In the records below, find the line containing "of the camouflage"; give it again exactly, along with every line that follows, and nothing else.
═══ Records provided ═══
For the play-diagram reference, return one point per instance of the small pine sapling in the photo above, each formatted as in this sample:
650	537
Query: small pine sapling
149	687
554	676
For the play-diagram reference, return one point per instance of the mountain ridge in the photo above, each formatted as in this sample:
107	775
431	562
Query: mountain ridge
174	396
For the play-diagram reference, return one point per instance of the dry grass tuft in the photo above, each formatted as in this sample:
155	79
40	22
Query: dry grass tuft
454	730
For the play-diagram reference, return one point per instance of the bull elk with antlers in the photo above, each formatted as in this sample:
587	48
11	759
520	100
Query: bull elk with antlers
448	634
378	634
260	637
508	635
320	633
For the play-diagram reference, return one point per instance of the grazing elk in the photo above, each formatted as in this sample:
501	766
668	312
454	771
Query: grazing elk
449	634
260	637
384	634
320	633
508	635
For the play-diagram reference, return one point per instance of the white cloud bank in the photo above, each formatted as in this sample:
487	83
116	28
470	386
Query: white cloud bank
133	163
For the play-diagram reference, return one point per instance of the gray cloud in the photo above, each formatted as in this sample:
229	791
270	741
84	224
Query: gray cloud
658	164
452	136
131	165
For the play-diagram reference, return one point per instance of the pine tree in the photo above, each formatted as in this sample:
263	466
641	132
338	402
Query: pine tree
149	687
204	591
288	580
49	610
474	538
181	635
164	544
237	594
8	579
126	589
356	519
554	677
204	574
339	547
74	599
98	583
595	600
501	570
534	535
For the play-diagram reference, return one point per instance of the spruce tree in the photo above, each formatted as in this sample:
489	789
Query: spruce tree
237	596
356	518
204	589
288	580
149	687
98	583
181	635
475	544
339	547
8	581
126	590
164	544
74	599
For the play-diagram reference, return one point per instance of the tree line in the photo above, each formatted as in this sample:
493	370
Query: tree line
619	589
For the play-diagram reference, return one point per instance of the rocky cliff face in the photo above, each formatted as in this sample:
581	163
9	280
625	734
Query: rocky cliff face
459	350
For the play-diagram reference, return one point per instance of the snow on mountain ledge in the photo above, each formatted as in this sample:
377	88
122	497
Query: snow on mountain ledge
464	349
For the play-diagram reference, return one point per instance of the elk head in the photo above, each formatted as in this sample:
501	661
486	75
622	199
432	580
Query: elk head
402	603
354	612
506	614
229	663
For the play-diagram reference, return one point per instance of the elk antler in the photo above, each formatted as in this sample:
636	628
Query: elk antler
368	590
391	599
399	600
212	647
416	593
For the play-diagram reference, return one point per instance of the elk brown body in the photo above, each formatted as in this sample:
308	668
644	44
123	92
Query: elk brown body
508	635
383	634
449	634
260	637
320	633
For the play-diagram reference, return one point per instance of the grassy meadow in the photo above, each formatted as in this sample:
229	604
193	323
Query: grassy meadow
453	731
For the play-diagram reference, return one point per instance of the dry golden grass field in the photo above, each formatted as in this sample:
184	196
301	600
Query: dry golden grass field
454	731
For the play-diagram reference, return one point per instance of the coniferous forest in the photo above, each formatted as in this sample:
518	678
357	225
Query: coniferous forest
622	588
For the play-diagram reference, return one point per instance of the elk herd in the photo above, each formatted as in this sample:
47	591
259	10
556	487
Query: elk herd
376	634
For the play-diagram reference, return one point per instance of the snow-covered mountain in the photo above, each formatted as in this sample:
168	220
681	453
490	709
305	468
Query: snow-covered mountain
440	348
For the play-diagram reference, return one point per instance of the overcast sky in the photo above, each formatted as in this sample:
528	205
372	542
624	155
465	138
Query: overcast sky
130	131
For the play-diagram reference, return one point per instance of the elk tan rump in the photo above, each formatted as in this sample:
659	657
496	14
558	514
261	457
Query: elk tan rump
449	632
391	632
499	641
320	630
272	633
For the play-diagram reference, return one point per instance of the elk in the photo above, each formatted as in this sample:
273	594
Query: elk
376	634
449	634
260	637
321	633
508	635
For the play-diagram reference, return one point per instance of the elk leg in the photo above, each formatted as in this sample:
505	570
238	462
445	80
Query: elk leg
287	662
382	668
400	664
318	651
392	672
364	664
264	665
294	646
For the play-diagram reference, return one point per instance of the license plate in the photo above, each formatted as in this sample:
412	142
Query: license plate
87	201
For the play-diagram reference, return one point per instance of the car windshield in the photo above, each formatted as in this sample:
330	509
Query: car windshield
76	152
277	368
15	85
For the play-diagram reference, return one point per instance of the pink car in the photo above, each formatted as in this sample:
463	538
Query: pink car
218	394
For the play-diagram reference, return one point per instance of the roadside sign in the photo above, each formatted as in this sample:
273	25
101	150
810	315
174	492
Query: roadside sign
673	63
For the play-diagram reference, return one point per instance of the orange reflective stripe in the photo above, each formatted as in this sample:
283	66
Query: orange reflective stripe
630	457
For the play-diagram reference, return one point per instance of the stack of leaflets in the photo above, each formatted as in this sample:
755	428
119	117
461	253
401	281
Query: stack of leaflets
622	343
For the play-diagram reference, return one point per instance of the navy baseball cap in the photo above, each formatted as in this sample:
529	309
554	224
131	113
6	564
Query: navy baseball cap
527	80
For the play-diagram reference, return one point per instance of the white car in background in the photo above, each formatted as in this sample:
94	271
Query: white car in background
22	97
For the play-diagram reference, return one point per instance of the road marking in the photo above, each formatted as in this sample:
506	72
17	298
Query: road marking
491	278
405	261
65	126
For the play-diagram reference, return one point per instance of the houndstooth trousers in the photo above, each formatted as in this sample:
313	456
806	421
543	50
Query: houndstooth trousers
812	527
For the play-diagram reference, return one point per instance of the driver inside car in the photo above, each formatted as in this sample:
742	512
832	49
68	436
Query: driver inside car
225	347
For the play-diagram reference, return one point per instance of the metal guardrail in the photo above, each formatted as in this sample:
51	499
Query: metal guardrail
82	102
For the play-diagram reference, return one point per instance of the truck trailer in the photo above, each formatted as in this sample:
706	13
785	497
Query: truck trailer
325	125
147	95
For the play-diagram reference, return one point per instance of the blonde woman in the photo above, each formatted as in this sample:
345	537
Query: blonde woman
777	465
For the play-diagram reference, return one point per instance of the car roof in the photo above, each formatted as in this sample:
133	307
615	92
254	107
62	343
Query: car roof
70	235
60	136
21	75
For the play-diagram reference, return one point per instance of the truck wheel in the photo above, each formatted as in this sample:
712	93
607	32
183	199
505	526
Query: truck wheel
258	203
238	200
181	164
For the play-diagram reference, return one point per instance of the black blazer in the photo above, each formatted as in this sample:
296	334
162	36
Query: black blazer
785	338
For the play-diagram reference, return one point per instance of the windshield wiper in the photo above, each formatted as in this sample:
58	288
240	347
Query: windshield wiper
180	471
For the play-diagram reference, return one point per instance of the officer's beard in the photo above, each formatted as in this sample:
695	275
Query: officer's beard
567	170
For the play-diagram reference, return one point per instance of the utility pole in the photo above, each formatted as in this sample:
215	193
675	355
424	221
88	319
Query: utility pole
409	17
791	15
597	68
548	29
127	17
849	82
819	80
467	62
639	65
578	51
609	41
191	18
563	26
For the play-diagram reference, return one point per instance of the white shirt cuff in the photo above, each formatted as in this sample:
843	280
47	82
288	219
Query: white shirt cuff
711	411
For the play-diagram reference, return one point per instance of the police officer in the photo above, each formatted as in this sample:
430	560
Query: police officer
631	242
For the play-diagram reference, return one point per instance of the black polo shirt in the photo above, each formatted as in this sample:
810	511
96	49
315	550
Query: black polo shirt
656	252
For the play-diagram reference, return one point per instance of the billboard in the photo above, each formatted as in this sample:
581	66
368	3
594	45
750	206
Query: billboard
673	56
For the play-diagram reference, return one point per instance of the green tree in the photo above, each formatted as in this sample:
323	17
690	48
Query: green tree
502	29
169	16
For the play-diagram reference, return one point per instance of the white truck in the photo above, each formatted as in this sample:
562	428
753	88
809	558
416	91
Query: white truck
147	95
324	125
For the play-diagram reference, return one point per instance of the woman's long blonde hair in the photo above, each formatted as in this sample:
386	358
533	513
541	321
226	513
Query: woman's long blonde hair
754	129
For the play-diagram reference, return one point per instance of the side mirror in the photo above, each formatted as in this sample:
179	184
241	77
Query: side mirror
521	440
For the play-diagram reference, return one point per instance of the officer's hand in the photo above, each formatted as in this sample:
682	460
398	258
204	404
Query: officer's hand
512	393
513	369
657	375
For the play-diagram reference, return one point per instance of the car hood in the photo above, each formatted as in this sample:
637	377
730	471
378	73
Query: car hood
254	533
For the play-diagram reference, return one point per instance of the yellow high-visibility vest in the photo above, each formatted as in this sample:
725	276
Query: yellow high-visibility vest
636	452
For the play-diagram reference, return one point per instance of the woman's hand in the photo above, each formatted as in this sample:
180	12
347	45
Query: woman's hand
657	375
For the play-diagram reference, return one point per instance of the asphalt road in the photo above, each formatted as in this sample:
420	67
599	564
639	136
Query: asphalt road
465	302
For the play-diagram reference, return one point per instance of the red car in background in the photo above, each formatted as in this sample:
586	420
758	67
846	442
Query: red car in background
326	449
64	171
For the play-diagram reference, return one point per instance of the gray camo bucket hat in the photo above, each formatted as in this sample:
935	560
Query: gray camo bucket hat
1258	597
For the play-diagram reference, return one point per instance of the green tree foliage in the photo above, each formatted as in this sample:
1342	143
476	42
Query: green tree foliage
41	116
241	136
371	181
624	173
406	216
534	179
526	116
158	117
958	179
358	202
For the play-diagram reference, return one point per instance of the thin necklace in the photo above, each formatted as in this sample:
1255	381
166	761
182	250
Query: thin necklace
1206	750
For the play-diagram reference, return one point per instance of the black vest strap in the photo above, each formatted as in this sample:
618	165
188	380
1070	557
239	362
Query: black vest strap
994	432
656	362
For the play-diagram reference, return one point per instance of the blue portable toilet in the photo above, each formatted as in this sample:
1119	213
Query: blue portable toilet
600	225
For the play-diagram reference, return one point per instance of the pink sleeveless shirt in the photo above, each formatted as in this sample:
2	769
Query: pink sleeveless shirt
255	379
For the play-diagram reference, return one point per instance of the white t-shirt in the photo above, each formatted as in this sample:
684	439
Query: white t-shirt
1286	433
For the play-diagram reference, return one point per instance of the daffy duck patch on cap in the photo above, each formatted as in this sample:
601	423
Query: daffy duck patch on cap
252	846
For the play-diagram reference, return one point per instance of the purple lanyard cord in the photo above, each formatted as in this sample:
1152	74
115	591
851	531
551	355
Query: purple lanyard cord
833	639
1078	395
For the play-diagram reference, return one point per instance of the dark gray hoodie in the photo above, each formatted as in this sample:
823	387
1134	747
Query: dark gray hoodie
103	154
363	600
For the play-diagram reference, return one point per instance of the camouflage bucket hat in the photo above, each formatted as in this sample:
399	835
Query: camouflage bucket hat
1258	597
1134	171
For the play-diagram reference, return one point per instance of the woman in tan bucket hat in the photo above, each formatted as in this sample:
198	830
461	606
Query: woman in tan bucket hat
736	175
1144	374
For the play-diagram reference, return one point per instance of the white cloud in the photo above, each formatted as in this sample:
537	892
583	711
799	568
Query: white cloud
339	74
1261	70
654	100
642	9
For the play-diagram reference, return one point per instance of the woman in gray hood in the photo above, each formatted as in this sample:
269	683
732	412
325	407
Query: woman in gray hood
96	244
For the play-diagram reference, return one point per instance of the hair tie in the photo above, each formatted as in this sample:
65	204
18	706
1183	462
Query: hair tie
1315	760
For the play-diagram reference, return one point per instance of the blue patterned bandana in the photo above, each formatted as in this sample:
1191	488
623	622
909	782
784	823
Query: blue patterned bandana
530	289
═══
• Complete output
For the play-diagram reference, return one point per instance of the camouflage bucket hat in the photo above, each formatted as in this sample:
399	835
Query: camouflage bucket hat
1258	597
1134	171
For the play-diagram reference, return one point per instance of the woman in tan bucket hat in the photo above, each formatted as in this sample:
198	830
461	606
Query: woman in tan bucket hat
736	175
1144	374
For the play-diagram reference, return one point per instance of the white cloud in the photo above, each formatted as in this sample:
537	892
583	711
799	568
Query: white cloud
339	74
1261	70
654	100
642	9
For the play-diagram reference, return one point per instance of the woman in gray hood in the photo above, each formatted as in this sample:
269	683
732	412
325	407
Query: woman in gray hood
96	244
For the play-diagram reference, return one point per instance of the hair tie in the photo above, each formatted as in this sample:
65	204
18	706
1183	462
Query: hair tie
1315	760
For the play-diagram reference, return one point per instance of the blue patterned bandana in the photo above, each formatted as in this sample:
1191	488
623	622
909	782
784	823
Query: blue patterned bandana
530	289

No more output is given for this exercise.